■ EXERCISE DETAILS ■
Copy each line of the entries below that contains the string "floating".

■ Stored data entries ■
========

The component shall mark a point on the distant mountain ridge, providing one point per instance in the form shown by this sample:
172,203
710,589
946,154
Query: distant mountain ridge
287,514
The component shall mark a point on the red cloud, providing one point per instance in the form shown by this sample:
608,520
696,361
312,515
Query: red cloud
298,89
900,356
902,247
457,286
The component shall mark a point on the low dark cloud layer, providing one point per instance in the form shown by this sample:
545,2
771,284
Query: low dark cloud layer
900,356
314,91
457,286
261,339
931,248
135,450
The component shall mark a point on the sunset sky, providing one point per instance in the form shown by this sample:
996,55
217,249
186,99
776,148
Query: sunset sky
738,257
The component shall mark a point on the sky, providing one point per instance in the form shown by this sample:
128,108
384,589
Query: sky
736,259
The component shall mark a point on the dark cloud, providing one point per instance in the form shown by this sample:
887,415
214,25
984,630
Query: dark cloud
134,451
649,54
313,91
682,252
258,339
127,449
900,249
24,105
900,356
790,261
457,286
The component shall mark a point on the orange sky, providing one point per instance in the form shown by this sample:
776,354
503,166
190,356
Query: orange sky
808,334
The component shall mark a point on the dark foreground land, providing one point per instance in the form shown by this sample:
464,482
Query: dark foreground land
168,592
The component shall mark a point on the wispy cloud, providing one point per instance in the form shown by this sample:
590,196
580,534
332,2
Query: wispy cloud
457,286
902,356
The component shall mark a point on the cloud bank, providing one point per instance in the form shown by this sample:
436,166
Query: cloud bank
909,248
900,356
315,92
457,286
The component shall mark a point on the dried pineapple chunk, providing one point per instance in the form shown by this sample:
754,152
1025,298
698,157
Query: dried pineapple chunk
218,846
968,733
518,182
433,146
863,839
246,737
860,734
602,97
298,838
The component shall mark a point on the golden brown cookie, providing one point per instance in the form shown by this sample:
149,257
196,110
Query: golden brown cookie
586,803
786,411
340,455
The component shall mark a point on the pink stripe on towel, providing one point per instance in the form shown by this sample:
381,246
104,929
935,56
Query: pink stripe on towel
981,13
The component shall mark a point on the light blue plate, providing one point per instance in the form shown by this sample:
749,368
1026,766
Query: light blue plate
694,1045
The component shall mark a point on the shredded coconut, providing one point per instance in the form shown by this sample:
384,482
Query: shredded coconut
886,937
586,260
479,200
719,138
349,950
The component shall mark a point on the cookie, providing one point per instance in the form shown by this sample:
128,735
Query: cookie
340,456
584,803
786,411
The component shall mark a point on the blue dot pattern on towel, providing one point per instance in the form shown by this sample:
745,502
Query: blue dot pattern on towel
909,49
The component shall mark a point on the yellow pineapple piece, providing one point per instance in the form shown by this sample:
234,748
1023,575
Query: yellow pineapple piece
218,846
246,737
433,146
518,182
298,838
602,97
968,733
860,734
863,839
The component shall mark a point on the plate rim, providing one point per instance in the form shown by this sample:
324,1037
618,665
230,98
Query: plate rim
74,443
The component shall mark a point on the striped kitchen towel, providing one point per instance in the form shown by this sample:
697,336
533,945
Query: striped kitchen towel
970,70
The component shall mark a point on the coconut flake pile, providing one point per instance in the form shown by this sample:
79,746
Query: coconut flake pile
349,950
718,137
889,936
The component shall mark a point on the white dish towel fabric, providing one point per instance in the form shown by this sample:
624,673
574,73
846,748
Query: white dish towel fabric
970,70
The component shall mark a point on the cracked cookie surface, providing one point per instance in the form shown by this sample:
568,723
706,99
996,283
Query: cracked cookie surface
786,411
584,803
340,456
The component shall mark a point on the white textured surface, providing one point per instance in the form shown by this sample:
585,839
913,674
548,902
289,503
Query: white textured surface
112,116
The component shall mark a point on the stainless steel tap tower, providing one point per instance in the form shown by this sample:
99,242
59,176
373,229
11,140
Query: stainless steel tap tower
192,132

========

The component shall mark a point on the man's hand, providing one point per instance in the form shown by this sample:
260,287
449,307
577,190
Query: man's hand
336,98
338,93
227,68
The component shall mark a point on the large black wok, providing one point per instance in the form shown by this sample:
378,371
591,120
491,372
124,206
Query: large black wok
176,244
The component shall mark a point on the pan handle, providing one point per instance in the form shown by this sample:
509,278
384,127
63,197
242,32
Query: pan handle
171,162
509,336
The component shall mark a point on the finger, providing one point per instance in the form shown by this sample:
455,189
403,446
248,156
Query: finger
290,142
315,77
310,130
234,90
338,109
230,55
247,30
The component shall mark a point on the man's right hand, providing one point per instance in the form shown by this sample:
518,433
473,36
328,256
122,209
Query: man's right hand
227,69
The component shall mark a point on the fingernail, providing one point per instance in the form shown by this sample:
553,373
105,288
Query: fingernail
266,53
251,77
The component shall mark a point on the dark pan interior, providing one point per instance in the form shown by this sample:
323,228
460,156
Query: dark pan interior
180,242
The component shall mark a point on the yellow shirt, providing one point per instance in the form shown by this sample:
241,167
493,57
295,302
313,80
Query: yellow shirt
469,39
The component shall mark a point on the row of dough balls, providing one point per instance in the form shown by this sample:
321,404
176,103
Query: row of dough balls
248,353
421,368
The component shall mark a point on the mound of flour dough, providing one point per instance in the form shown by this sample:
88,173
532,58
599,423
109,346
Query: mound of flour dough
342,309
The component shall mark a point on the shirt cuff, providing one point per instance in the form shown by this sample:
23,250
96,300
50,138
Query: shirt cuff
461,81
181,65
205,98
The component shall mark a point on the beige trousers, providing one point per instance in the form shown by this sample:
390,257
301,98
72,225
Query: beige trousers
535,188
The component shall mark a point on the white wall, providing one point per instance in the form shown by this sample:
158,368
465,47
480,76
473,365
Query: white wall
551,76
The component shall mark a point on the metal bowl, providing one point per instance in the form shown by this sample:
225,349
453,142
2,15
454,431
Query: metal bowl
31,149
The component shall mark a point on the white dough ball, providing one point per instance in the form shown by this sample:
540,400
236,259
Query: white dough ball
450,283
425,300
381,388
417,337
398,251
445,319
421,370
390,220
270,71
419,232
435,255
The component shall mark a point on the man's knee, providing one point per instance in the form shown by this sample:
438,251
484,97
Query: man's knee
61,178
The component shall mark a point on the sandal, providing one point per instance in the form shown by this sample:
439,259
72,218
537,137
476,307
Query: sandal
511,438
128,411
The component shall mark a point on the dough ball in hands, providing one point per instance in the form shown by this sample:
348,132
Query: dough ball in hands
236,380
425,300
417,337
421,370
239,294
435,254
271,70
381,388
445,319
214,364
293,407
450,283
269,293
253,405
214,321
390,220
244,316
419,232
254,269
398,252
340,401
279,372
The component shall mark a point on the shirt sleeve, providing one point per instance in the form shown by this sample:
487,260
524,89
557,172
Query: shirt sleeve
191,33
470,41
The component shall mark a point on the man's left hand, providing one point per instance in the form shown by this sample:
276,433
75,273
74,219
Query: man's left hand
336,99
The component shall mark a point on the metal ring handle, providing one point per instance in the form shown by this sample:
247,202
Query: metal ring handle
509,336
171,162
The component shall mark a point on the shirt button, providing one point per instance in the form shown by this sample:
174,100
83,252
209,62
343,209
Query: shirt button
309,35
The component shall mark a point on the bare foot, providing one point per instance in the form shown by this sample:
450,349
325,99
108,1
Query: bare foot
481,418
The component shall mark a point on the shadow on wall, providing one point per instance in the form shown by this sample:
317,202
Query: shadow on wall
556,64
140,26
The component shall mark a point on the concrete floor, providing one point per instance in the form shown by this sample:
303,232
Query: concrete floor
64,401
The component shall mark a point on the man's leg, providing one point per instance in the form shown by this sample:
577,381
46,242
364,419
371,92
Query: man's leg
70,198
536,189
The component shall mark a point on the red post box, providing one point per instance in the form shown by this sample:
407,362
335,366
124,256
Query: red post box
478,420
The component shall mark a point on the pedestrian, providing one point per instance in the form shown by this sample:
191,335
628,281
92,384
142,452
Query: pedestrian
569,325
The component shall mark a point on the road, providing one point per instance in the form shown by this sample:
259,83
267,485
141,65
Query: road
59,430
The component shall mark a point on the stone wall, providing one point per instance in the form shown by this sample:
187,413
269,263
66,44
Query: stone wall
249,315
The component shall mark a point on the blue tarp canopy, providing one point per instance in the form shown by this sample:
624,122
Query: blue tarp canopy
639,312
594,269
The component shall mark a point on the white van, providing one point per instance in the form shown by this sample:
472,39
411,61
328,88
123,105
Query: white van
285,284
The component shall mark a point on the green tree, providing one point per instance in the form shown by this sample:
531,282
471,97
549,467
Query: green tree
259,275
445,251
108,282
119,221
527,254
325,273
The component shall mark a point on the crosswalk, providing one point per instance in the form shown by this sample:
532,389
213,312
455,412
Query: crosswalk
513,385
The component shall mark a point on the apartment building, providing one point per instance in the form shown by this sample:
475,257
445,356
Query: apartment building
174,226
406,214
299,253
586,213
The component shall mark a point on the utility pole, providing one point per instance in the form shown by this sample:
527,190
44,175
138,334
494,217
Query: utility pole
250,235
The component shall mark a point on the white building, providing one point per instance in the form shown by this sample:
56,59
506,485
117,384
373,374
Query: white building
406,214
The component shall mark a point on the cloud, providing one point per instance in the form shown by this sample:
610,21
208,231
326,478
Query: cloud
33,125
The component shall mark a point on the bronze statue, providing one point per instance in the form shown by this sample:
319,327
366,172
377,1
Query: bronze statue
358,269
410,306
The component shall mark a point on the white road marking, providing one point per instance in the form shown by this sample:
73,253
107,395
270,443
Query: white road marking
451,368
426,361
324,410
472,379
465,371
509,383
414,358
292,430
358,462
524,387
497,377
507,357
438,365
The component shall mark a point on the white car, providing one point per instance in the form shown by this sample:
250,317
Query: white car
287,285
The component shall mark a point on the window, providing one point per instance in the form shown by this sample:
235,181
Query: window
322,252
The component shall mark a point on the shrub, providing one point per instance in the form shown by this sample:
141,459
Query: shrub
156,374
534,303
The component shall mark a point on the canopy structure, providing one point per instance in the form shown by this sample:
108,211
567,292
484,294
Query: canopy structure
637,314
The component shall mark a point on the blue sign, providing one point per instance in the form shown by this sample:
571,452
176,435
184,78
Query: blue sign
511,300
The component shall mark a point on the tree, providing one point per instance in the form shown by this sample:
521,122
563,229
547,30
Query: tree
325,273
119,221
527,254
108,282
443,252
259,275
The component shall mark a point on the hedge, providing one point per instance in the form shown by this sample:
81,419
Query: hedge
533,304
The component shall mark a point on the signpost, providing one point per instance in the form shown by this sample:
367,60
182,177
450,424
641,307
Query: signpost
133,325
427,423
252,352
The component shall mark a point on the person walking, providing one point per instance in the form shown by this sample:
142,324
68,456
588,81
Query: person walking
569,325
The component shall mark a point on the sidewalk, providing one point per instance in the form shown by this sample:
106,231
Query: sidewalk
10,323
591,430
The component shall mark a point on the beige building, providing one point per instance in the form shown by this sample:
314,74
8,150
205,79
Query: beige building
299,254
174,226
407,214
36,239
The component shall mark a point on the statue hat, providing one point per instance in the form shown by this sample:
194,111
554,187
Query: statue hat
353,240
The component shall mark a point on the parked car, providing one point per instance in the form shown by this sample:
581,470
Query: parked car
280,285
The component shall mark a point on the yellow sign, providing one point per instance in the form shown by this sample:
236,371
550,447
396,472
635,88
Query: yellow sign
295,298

========

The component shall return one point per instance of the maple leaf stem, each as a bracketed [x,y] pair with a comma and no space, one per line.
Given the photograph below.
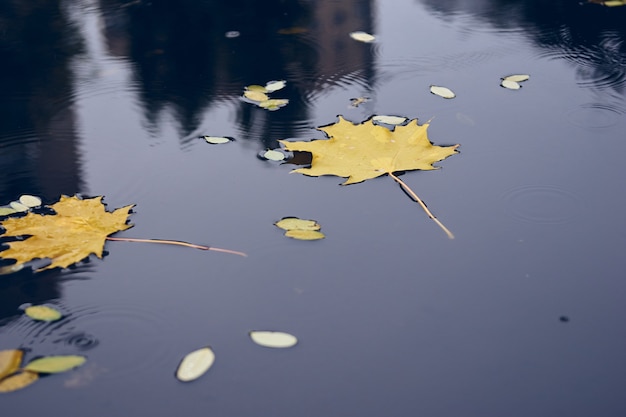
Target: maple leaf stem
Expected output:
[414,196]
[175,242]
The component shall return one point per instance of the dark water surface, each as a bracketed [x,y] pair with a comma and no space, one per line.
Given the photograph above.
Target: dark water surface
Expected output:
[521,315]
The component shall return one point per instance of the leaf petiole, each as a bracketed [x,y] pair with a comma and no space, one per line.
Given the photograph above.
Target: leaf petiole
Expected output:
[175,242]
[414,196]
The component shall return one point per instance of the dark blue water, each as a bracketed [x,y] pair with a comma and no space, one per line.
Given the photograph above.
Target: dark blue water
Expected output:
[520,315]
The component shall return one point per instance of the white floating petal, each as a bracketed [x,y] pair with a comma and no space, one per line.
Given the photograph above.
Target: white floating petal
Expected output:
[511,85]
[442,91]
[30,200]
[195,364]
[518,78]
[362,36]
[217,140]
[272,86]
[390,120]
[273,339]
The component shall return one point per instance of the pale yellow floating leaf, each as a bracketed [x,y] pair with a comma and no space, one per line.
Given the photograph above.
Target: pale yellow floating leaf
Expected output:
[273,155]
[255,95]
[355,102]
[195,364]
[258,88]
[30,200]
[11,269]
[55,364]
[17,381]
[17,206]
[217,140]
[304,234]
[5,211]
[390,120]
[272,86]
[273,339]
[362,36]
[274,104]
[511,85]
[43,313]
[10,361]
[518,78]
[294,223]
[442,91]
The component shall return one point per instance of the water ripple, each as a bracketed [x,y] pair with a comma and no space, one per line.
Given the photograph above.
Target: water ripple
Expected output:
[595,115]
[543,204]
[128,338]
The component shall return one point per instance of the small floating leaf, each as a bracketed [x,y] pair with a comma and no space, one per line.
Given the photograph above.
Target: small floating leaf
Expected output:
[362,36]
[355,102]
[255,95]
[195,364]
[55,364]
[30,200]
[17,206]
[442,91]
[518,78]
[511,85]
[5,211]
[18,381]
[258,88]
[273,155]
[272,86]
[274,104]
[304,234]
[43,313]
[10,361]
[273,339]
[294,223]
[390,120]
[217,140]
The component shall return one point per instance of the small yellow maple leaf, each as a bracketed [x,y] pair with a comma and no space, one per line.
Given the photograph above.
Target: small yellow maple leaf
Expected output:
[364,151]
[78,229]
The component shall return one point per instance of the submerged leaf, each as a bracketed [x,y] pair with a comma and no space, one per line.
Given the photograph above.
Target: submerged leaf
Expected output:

========

■ FINISHED TASK ■
The component shall return one point per instance of the white floating petal, each as a bracketed [x,y] pair with a comma and no space, one per line.
Target: white floating petal
The component shall return one point per instance of the pale yellow floating leaf, each as a bracketed [x,y] pair with a comma and no space, one per line.
Target: pale yellow floating leaf
The component shall return one point per instance of the small floating leaf, each as a bracketed [x,y] pair with a comma and no space, one per line.
Target: small floating leaf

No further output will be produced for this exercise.